Can the data below be echoed back word for word?

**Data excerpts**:
★ ★ ★

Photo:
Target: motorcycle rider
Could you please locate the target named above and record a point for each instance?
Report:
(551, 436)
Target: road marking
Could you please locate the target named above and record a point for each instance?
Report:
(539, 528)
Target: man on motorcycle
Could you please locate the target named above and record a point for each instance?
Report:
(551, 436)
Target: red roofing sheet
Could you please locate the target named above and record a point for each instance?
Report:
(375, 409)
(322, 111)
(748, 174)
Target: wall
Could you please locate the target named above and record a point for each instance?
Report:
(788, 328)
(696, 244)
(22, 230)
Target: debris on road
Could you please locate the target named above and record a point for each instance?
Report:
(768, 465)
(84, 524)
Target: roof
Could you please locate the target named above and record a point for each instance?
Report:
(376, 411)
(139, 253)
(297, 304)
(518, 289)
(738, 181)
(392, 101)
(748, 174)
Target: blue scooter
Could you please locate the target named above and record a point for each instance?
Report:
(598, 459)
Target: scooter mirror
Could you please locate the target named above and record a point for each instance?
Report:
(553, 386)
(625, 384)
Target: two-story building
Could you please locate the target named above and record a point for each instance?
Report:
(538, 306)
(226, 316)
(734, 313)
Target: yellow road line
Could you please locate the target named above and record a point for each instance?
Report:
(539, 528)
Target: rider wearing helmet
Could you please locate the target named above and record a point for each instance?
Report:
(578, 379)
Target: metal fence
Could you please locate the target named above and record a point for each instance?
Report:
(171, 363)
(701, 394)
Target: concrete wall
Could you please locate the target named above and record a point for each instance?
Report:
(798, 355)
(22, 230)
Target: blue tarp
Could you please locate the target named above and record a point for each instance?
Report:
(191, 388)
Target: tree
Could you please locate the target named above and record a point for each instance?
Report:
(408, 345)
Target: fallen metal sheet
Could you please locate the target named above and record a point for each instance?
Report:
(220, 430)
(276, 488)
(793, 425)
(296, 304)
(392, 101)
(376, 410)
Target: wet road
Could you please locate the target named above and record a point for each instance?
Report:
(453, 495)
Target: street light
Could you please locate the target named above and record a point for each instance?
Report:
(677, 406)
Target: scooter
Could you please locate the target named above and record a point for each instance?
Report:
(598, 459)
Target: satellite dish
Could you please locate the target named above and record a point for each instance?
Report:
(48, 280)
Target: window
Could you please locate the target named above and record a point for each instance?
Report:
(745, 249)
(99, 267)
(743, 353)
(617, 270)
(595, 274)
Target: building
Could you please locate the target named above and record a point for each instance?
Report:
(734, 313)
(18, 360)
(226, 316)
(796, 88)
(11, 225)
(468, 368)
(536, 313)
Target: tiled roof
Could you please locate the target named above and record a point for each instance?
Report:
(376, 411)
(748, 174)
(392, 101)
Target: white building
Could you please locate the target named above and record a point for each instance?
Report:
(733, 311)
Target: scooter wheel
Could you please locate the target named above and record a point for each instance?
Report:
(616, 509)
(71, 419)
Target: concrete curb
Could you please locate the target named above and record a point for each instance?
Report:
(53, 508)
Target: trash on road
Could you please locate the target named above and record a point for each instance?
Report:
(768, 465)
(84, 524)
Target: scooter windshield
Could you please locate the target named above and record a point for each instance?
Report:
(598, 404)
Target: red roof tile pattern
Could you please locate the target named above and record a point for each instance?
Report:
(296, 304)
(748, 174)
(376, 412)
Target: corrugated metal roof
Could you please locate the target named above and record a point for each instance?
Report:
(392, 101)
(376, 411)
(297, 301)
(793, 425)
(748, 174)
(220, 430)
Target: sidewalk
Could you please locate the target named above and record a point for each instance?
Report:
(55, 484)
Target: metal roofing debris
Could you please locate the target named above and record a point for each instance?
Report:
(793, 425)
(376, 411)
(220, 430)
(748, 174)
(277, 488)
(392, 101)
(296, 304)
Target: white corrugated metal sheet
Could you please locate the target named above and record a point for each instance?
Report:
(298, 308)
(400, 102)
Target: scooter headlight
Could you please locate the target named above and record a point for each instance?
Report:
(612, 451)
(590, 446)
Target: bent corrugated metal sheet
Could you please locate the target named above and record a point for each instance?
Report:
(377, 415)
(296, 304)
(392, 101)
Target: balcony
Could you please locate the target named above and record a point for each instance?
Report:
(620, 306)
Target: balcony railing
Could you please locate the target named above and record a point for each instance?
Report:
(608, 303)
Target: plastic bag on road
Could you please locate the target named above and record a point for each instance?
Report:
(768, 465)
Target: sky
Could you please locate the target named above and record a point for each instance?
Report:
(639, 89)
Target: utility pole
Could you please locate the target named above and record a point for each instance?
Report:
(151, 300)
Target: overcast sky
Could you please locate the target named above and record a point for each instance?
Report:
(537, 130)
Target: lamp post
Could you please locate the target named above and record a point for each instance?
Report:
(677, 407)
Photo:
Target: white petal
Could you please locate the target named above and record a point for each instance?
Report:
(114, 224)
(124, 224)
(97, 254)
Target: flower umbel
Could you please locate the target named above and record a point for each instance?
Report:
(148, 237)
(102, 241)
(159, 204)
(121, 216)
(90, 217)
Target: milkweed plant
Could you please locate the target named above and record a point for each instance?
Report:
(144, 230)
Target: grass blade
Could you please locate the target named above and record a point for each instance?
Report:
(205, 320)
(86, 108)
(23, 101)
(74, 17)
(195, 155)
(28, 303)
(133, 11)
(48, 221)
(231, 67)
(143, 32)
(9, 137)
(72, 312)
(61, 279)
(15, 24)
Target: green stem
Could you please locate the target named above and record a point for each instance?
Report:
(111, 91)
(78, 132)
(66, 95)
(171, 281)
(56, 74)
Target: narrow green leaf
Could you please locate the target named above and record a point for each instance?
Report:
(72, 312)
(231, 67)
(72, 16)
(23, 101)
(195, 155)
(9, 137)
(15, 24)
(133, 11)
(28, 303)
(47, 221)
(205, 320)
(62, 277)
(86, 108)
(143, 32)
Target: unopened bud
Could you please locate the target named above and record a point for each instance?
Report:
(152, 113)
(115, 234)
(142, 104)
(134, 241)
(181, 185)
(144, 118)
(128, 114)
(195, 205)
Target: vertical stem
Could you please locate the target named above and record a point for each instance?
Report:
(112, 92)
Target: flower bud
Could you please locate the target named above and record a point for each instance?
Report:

★ ★ ★

**ANSWER TO THE EXERCISE**:
Photo:
Target: motorcycle rider
Could you please locate the target named above and record a point for each instance?
Report:
(551, 436)
Target: road marking
Could you please locate the target named above and record a point for each instance?
Report:
(539, 528)
Target: man on motorcycle
Could you please locate the target named above and record a point for each instance?
Report:
(551, 436)
Target: red roofing sheet
Could you please locate the target named above and record a point for each instance?
Report:
(375, 409)
(322, 111)
(748, 174)
Target: wall
Could you please locate the target named above and record a point for each instance?
Report:
(788, 328)
(696, 244)
(22, 230)
Target: debris on road
Could you please locate the target named above and record a point for each instance?
Report:
(768, 465)
(84, 524)
Target: roof
Could you please locate the target named above and record a point for each instance?
Report:
(376, 411)
(139, 253)
(297, 304)
(518, 289)
(738, 181)
(392, 101)
(748, 174)
Target: blue scooter
Could you please locate the target named above and record a point for each instance?
Report:
(598, 459)
Target: scooter mirror
Could you please locate the target named above and record a point for each instance?
Report:
(553, 386)
(625, 384)
Target: two-story building
Could you please locate the target named above and record a point for each instance?
Report:
(538, 306)
(226, 316)
(734, 313)
Target: yellow road line
Could you please locate the target named above and record a point for each instance?
Report:
(539, 528)
Target: rider wearing helmet
Could you please locate the target named above and record a point for each instance?
Report:
(578, 379)
Target: metal fence
Could you please locate the target named above and record a point for each instance?
Report:
(171, 363)
(701, 394)
Target: concrete wall
Could you please locate the target named above and record a point for each instance?
Report:
(798, 355)
(22, 230)
Target: blue tarp
Could you please locate the target named above and record a point for each instance?
Report:
(191, 388)
Target: tree
Could you please locate the target named above and record a point for each instance?
Report:
(408, 345)
Target: fallen metal sheet
Could you please locate the target named above and record a point for each instance?
Report:
(220, 430)
(276, 488)
(793, 425)
(296, 304)
(392, 101)
(376, 410)
Target: wet road
Could you please locate the target named above and record a point for each instance?
Report:
(453, 495)
Target: street light
Could you please locate the target named above and record a point for each instance?
Report:
(677, 406)
Target: scooter
Could you please locate the target named above and record a point for each instance?
Report:
(598, 459)
Target: satellite dish
Could you please locate the target named above and record a point for each instance?
Report:
(48, 280)
Target: window
Could you please locate the target named above and record a point for each instance?
Report:
(745, 249)
(99, 267)
(743, 353)
(617, 270)
(595, 274)
Target: building
Could you please locate the target named above and record a point for each instance?
Report:
(734, 313)
(18, 360)
(226, 316)
(796, 88)
(11, 225)
(468, 368)
(536, 313)
Target: tiled roof
Could you please locate the target named above and record a point for each instance?
Report:
(376, 411)
(748, 174)
(392, 101)
Target: white building
Could you please locate the target named above and record a point for each instance?
Report:
(733, 311)
Target: scooter wheel
Could you please locate the target named above and record a point for each instance?
Report:
(616, 509)
(71, 419)
Target: concrete curb
Could you please locate the target named above and record a point for each instance?
Report:
(53, 508)
Target: trash on road
Could you please locate the target named above and record a point for each instance?
Report:
(768, 465)
(84, 524)
Target: scooter windshield
Could you please locate the target named above and record a point for each instance?
Report:
(598, 404)
Target: red roof tile pattern
Could you please locate the target named above and record a point for each instance?
Report:
(296, 304)
(748, 174)
(376, 412)
Target: corrugated metal roof
Could you please locate the target named above and record a point for each instance?
Report:
(392, 101)
(376, 411)
(297, 301)
(793, 425)
(748, 174)
(220, 430)
Target: sidewalk
Could you please locate the target named above and record a point for each instance?
Report:
(55, 484)
Target: metal roofing debris
Could you please locate the target named above and record a point for each instance?
Report:
(793, 425)
(376, 411)
(220, 430)
(748, 174)
(277, 488)
(392, 101)
(296, 304)
Target: white corrugated metal sheet
Could you please locate the target named above and record a point for each instance?
Report:
(298, 308)
(400, 102)
Target: scooter headlight
Could you please locate the target named above and record a point for each instance?
Report:
(612, 451)
(590, 446)
Target: bent corrugated metal sheet
Could you please locate the target named above and record a point for each instance?
Report:
(377, 415)
(296, 304)
(392, 101)
Target: balcony
Could you please locate the target named above and record a point for each instance?
Report:
(620, 306)
Target: balcony railing
Could you please locate the target named above and record a point for each instance?
Report:
(608, 303)
Target: plastic bag on road
Could you please locate the target named above and record a point for each instance?
Report:
(768, 465)
Target: sky
Could you please locate the target named above and record a point for each instance?
Report:
(639, 89)
Target: utility pole
Could you please locate the target named above and record a point for each instance?
Report:
(151, 300)
Target: overcast sky
Could you please locate the target named above and record a point for each instance?
Report:
(537, 130)
Target: lamp post
Could you please locate the target named above and record a point for each instance?
Report:
(677, 407)
Photo:
Target: white petal
Could you please locate the target named above and record a point for each instance?
Report:
(114, 224)
(124, 224)
(97, 254)
Target: flower umbel
Could you please locate the target named above and record a point for each instance?
Report:
(148, 237)
(102, 241)
(159, 204)
(121, 216)
(90, 217)
Target: milkweed plant
Could you please locate the target named above and record a point for each instance?
Report:
(144, 230)
Target: grass blade
Could you please locate the target named above and record a point for each instance?
Report:
(205, 320)
(86, 108)
(23, 101)
(74, 17)
(195, 155)
(28, 303)
(133, 11)
(48, 221)
(231, 67)
(143, 32)
(9, 137)
(72, 312)
(61, 279)
(15, 24)
Target: green stem
Could you please locate the target named above and record a point for each instance?
Report:
(111, 91)
(78, 132)
(66, 95)
(171, 281)
(56, 74)
Target: narrow green leaf
Could you please locate the target named above and record a point for each instance?
Report:
(72, 312)
(231, 67)
(72, 16)
(23, 101)
(195, 155)
(9, 137)
(15, 24)
(133, 11)
(28, 303)
(47, 221)
(205, 320)
(62, 277)
(86, 108)
(143, 32)
Target: unopened bud
Could you please locate the target named above and record a point for each instance?
Report:
(152, 113)
(115, 234)
(142, 104)
(134, 241)
(181, 185)
(144, 118)
(128, 114)
(195, 205)
Target: vertical stem
Could you please locate the target named above and record a point for each instance?
Report:
(112, 92)
Target: flower bud
Could you please locate the target named above and record a point for each instance?
Report:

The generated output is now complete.